YOUR ASSIGNMENT :: Without the pictures, repeat all of the data exactly as it appears below.
··· SOURCE DATA ···
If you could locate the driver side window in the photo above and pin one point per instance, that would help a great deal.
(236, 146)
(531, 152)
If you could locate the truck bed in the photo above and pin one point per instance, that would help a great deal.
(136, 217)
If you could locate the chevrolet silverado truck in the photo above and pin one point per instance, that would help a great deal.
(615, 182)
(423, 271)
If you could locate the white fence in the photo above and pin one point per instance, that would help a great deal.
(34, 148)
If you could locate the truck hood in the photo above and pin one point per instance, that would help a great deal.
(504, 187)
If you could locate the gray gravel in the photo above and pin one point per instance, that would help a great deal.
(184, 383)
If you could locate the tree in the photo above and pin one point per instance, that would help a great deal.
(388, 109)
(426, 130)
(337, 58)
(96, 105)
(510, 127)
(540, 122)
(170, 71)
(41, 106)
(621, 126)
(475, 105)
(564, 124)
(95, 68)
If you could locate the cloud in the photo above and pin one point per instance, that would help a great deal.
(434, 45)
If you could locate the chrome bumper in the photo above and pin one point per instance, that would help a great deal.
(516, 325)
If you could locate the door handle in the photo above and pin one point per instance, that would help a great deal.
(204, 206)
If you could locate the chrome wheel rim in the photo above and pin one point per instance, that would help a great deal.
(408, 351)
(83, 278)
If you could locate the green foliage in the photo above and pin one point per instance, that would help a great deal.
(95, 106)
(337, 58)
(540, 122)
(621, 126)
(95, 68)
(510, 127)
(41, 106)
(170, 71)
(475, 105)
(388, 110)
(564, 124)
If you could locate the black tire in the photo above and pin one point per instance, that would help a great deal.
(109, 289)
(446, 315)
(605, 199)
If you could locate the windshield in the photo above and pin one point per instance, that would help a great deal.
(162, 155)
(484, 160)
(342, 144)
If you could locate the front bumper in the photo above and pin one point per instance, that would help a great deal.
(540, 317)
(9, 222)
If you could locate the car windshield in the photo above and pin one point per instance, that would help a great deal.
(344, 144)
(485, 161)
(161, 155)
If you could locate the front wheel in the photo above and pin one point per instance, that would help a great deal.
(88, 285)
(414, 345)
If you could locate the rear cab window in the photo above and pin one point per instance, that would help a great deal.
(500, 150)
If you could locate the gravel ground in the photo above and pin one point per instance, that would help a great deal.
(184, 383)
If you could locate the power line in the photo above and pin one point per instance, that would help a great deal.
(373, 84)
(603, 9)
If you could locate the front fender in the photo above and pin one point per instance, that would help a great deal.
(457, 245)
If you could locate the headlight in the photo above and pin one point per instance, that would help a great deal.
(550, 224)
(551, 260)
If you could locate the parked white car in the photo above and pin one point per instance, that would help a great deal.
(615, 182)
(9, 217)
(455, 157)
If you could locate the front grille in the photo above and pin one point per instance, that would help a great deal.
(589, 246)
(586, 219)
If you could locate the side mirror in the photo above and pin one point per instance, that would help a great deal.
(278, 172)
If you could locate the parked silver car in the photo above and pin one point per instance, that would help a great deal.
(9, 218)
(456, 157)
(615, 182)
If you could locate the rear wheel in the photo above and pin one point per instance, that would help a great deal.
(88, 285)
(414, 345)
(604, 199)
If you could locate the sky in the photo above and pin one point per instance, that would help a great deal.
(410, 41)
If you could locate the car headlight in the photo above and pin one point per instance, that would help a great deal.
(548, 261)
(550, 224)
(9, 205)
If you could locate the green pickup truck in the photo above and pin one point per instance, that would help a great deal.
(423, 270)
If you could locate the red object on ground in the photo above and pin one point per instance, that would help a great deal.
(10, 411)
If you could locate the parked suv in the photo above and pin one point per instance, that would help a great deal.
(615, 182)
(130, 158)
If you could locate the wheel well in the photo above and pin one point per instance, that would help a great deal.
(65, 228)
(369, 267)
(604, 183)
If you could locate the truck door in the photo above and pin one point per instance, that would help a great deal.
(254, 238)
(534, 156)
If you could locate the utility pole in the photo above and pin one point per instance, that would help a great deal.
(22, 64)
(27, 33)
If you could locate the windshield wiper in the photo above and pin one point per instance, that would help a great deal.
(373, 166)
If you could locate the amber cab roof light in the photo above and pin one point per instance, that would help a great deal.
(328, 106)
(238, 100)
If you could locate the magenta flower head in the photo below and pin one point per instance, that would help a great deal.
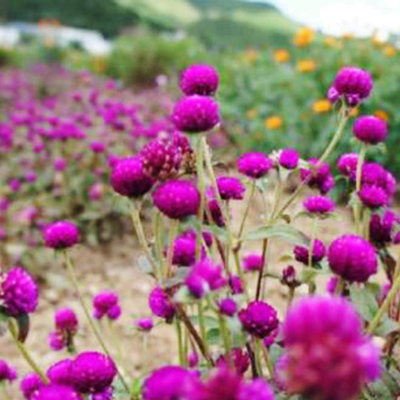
(259, 319)
(161, 305)
(252, 262)
(324, 358)
(61, 235)
(289, 158)
(106, 304)
(301, 254)
(352, 84)
(18, 292)
(320, 205)
(205, 276)
(177, 199)
(56, 392)
(129, 179)
(373, 196)
(92, 372)
(230, 188)
(193, 114)
(199, 79)
(370, 129)
(30, 384)
(353, 258)
(161, 159)
(254, 165)
(169, 383)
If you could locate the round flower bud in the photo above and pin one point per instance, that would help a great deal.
(353, 258)
(18, 292)
(254, 165)
(370, 129)
(230, 188)
(92, 372)
(129, 179)
(319, 205)
(199, 79)
(289, 158)
(195, 113)
(61, 235)
(259, 319)
(177, 199)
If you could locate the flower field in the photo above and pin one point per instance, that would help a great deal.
(231, 233)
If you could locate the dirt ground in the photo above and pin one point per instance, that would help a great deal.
(115, 267)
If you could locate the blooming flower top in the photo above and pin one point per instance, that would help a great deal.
(199, 79)
(194, 114)
(326, 356)
(18, 292)
(353, 258)
(61, 235)
(254, 165)
(370, 129)
(177, 199)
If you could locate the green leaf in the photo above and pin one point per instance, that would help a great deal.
(284, 232)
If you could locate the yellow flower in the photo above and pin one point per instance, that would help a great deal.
(389, 50)
(304, 36)
(252, 113)
(281, 55)
(382, 115)
(306, 65)
(322, 106)
(274, 122)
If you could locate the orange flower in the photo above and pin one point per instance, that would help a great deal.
(273, 122)
(382, 115)
(306, 65)
(304, 37)
(322, 106)
(281, 55)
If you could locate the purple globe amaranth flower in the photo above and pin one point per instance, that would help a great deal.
(7, 373)
(325, 358)
(193, 114)
(259, 319)
(227, 307)
(66, 320)
(347, 165)
(30, 384)
(319, 205)
(199, 79)
(373, 196)
(353, 258)
(56, 392)
(128, 178)
(301, 254)
(161, 305)
(205, 276)
(353, 84)
(370, 129)
(106, 304)
(18, 292)
(61, 235)
(177, 199)
(289, 158)
(230, 188)
(169, 383)
(381, 228)
(252, 262)
(161, 159)
(92, 372)
(237, 358)
(254, 165)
···
SOLUTION TO THIS EXERCISE ::
If you could locate the driver side window in the photo above and pin one point per instance, that would help a great deal.
(236, 146)
(531, 152)
If you could locate the truck bed in the photo above and pin one point per instance, that would help a great deal.
(136, 217)
If you could locate the chevrolet silverado truck in the photo above and pin one point per instance, that would help a great deal.
(615, 182)
(423, 271)
If you could locate the white fence in the photo above and pin one point per instance, that would help a great deal.
(34, 148)
If you could locate the truck hood in the photo above and pin one point per instance, that would help a great deal.
(504, 187)
If you could locate the gray gravel in the photo above and pin one point per instance, that would help a great deal.
(184, 383)
If you could locate the tree in the photo above and pin one point per instance, that would help a great deal.
(388, 109)
(426, 130)
(337, 58)
(96, 105)
(510, 127)
(540, 122)
(170, 71)
(41, 106)
(621, 126)
(475, 105)
(564, 124)
(95, 68)
If you could locate the cloud in the photo above and pin one point per instance, that would help a great deal.
(434, 45)
If you could locate the chrome bumper in the photo above and pin one point per instance, that would help a great deal.
(516, 325)
If you could locate the door handle in the photo above and pin one point per instance, that would help a great deal.
(204, 206)
If you could locate the chrome wheel rim in the photo above and pin one point per instance, that would help a great deal.
(408, 351)
(83, 278)
If you could locate the green foliage in the photo above and pin one point per instance, that would help a great deal.
(95, 106)
(337, 58)
(540, 122)
(621, 126)
(95, 68)
(510, 127)
(41, 106)
(170, 71)
(475, 105)
(388, 110)
(564, 124)
If you could locate the black tire in the photo above and pin one point per instance, that would help a great deal.
(109, 289)
(446, 315)
(605, 199)
If you could locate the windshield in the photo above and pin one point per instance, that would help a great deal.
(162, 155)
(484, 160)
(342, 144)
If you could locate the front bumper in the photo above and pin one point per instance, that would help a great deal.
(540, 317)
(9, 222)
If you could locate the car windshield in the photo above and pin one point per instance, that would help a great deal.
(344, 144)
(485, 161)
(161, 155)
If you could locate the front wheel in the photo above and pin one point per instance, that would help a great deal.
(88, 285)
(414, 345)
If you could locate the rear cab window in the photo above and pin one point per instance, that would help a great deal.
(500, 150)
If you could locate the gravel ground in the photo above and pin one point per instance, that would help a great deal.
(184, 383)
If you could locate the power line in the photo above and pin one point per instance, that would help a great deal.
(373, 84)
(603, 9)
If you could locate the front fender in the photo above and pin one point per instance, that would help a great deal.
(457, 245)
If you could locate the headlight in the photo above and pin one point per instance, that would help a great deal.
(550, 224)
(551, 260)
If you could locate the parked white car in the photo above and pin one point per instance, that would help a great deal.
(615, 182)
(9, 217)
(455, 157)
If you could locate the front grille in the photo above and pin one point per instance, that would help a great deal.
(589, 246)
(586, 219)
If you could locate the side mirror in the photo above and pin one point per instance, that would help a great deal.
(278, 172)
If you could locate the parked silver car in the photo above and pin one point per instance, that would help a great deal.
(9, 218)
(456, 157)
(615, 182)
If you could locate the rear wheel in the photo above and pin one point per instance, that would help a great deal.
(88, 285)
(414, 345)
(604, 199)
If you could locate the sky in the photo above and pin one point per instance, that would help a great deal.
(410, 41)
If you could locate the car headlight in the photo above and pin one point per instance, that would help a great deal.
(548, 261)
(550, 224)
(9, 205)
If you could locate the green pickup truck in the photo above and pin one point per instance, that would help a great deal.
(423, 270)
If you could locate the red object on ground in the photo above and pin one point per instance, that would help a great deal.
(10, 411)
If you could locate the parked suv in the photo above and pin one point per instance, that would help a great deal.
(615, 182)
(130, 158)
If you could locate the wheel well in the photo above and pin one point per instance, that would help a great deal.
(65, 228)
(369, 267)
(604, 183)
If you could locate the truck door in the photo above and pin one point per instance, that would help a great deal.
(254, 238)
(534, 156)
If you could locate the utility pole in the photo above and pin one point per instance, that would help a great deal.
(22, 64)
(27, 33)
If you could locate the windshield wiper in the photo above and pin one point per instance, that would help a great deal.
(373, 166)
If you could locate the amber cab roof light in the photo above and pin one point per instance, that would help a great deal.
(328, 106)
(238, 100)
If you could locate the magenta flower head in the photo below and pin one point per instance, that would help a great deal.
(259, 319)
(161, 305)
(252, 262)
(324, 358)
(61, 235)
(289, 158)
(106, 304)
(301, 254)
(352, 84)
(18, 292)
(320, 205)
(205, 276)
(177, 199)
(56, 392)
(129, 179)
(373, 196)
(92, 372)
(230, 188)
(193, 114)
(199, 79)
(370, 129)
(30, 384)
(353, 258)
(161, 159)
(254, 165)
(169, 383)
If you could locate the round flower bud in the photo above and pin one point per instance, that would help a great deal.
(353, 258)
(18, 292)
(254, 165)
(370, 129)
(230, 188)
(92, 372)
(129, 179)
(319, 205)
(199, 79)
(289, 158)
(195, 113)
(61, 235)
(259, 319)
(177, 199)
If you could locate the flower field in the photo above and pin one point per instance, that would help a great deal.
(231, 233)
If you could locate the dirt ground in the photo above and pin one point per instance, that would help a great deal.
(115, 267)
If you could locate the blooming flower top in the photo above and pin one point per instance, that would help a great deal.
(199, 79)
(194, 114)
(326, 356)
(18, 292)
(353, 258)
(61, 235)
(254, 165)
(370, 129)
(177, 199)
If you could locate the green leaf in the photo above and pin one point per instance, that would help a great deal.
(284, 232)
If you could locate the yellow flower in the photo above and pin one point per instance, that would help a great deal.
(389, 50)
(304, 36)
(252, 113)
(281, 55)
(382, 115)
(306, 65)
(322, 106)
(274, 122)
If you could locate the orange flower in the photo above and pin one point per instance, that would help a great deal.
(273, 122)
(382, 115)
(306, 65)
(304, 37)
(322, 106)
(281, 55)
If you could locate the purple globe amaranth flower in the photo above and pin one point per instance, that would help a great deal.
(7, 373)
(325, 358)
(193, 114)
(259, 319)
(227, 307)
(66, 320)
(347, 165)
(30, 384)
(319, 205)
(199, 79)
(373, 196)
(353, 258)
(56, 392)
(128, 178)
(301, 254)
(161, 305)
(205, 276)
(353, 84)
(370, 129)
(106, 304)
(18, 292)
(61, 235)
(177, 199)
(289, 158)
(230, 188)
(169, 383)
(381, 228)
(252, 262)
(161, 159)
(92, 372)
(237, 358)
(254, 165)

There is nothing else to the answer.